WORK INSTRUCTION 1:
In the records, write out again the part that opens with the line containing "</instance>" and closes with the line containing "179L211 152L159 175L119", replacing "positive clicks" with "foreground clicks" and leaving everything else unchanged.

Student training days (Activity 11, Table 1), held for one or two days prior to each in-person all-project meeting beginning with the second meeting, provided training in study design, data collection, documentation and sharing, remote sensing, geospatial and statistical data analysis, cross disciplinary communication, manuscript writing, and dissemination of scientific findings to different stakeholders. Joint field work (Activity 12, Table 1) by students working in different disciplines exposed them repeatedly to the inter- and transdisciplinary context of their work. This increased mutual understanding of methods and approaches across scientific disciplines, potential constraints regarding data integration (e.g., sampling of socio-economic and environmental data at different spatial units such as households versus field plots), and the power of interdisciplinary synthesis to generate novel actionable science.

Phase 3: integration and application of created knowledge

Students were also critical for the project during Phase 3. Because PhD students in the first cohort were finalizing their dissertations, a second cohort of students was recruited to develop management options and to understand and address barriers to uptake of potential solutions to the problem of IAS. Students in the second cohort depended on data and data interpretation generated by the first cohort, often requiring that students from both cohorts work together. Decisions about how to interpret and use the data to mitigate the negative impacts of invasive trees and shrubs on rural livelihoods and ecosystems were made collaboratively, often by students from both cohorts. To facilitate this work across cohorts, a student cohort knowledge transfer event for students in both cohorts (Activity 13, Table 1) took place at one of the in-person all-project meetings.

Stakeholder engagement was especially critical during Phase 3 for implementation of management recommendations generated through Phases 1 and 2. Local implementation groups (LIGs; Activity 14, Table 1) were initiated at regional meetings as partnerships involving project scientists, representatives of affected communities, extension services, NGOs active in the study areas, and representatives of local, subnational, and national administrations. The LIGs represented the range of stakeholder views, from those who benefitted from P. juliflora and advocated its utilization to those concerned about its negative impacts and advocated aggressive management to prevent its spread (Pirozzi 2019). Using a structured, deliberative, multi-criteria decision process (Schwilch et al. 2012), the LIGs applied local knowledge and the new knowledge generated during Phase 2 of Woody Weeds to rate ecosystem services affected by different P. juliflora tree management practices and reflect on trade-offs and synergies among social, economic, and ecological dimensions of these practices.

As part of Phase 3, students were mentored in the writing of interdisciplinary research papers (Activity 15, Table 1). A PhD paper writing workshop was held at the University of Bern, Switzerland (Activity 16, Table 1) that focused on determining which data to include in interdisciplinary research papers, analyzing and interpreting those data, and drafting manuscripts.

PROVIDED ENTRIES:
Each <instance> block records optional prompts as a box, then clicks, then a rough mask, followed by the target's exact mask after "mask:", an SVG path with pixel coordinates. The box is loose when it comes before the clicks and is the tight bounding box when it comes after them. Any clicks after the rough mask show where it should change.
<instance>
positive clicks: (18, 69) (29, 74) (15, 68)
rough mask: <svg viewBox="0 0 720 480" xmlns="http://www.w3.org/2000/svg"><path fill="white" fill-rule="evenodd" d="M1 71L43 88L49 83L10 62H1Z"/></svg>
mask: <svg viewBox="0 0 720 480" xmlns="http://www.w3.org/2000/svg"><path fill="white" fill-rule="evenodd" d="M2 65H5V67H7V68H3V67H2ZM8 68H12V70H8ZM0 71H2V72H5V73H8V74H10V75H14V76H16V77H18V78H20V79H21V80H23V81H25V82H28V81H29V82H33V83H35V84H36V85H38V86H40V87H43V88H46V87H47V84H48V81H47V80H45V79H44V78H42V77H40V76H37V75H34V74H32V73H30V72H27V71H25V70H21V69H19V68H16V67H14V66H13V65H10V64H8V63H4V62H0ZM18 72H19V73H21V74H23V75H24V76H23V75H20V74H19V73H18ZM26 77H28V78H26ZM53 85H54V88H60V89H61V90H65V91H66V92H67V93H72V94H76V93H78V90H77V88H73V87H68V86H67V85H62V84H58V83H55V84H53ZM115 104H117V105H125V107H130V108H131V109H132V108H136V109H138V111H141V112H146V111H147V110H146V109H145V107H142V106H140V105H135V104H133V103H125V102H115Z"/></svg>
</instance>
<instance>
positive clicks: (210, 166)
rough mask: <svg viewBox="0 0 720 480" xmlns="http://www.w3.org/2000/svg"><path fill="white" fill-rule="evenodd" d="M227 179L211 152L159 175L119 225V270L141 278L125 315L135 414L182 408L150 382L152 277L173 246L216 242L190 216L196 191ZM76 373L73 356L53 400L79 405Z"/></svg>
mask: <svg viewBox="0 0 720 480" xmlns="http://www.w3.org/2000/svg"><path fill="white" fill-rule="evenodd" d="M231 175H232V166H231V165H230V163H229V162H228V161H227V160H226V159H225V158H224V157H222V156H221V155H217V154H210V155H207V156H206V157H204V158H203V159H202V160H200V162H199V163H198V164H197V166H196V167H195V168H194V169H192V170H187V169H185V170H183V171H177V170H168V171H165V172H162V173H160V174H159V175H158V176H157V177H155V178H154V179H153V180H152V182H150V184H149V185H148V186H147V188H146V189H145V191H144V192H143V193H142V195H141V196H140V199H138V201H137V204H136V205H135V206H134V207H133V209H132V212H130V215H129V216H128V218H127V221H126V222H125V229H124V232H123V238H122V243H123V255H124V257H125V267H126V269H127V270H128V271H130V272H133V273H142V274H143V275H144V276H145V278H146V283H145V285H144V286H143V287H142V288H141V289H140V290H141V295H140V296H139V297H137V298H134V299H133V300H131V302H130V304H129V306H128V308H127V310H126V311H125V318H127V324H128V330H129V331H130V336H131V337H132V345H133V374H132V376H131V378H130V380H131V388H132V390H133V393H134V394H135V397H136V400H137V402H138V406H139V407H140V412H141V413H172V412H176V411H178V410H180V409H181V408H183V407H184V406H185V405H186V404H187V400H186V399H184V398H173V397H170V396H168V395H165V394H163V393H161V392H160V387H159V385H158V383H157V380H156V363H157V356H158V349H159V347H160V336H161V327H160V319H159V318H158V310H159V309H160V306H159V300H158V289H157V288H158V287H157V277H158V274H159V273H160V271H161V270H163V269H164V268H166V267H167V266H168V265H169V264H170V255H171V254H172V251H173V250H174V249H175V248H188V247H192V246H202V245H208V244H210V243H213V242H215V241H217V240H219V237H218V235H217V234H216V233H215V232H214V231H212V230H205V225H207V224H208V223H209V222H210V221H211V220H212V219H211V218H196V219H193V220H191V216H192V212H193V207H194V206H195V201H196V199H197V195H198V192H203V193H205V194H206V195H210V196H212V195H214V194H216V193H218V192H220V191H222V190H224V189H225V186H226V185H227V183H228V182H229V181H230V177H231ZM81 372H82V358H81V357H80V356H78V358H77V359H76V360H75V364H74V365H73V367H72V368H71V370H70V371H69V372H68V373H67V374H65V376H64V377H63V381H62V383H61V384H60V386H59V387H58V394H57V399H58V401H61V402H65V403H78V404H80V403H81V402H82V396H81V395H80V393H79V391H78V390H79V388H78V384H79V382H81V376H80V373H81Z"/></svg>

WORK INSTRUCTION 2:
Translate this sentence from the passage on student training and stakeholder engagement into Spanish: "Students were also critical for the project during Phase 3."

TASK OUTPUT 1:
</instance>
<instance>
foreground clicks: (210, 166)
rough mask: <svg viewBox="0 0 720 480" xmlns="http://www.w3.org/2000/svg"><path fill="white" fill-rule="evenodd" d="M227 179L211 152L159 175L119 225V270L141 278L125 315L135 414L182 408L150 382L152 277L173 246L216 242L190 216L196 191ZM76 373L73 356L53 400L79 405Z"/></svg>

TASK OUTPUT 2:
Los estudiantes también fueron fundamentales para el proyecto durante la Fase 3.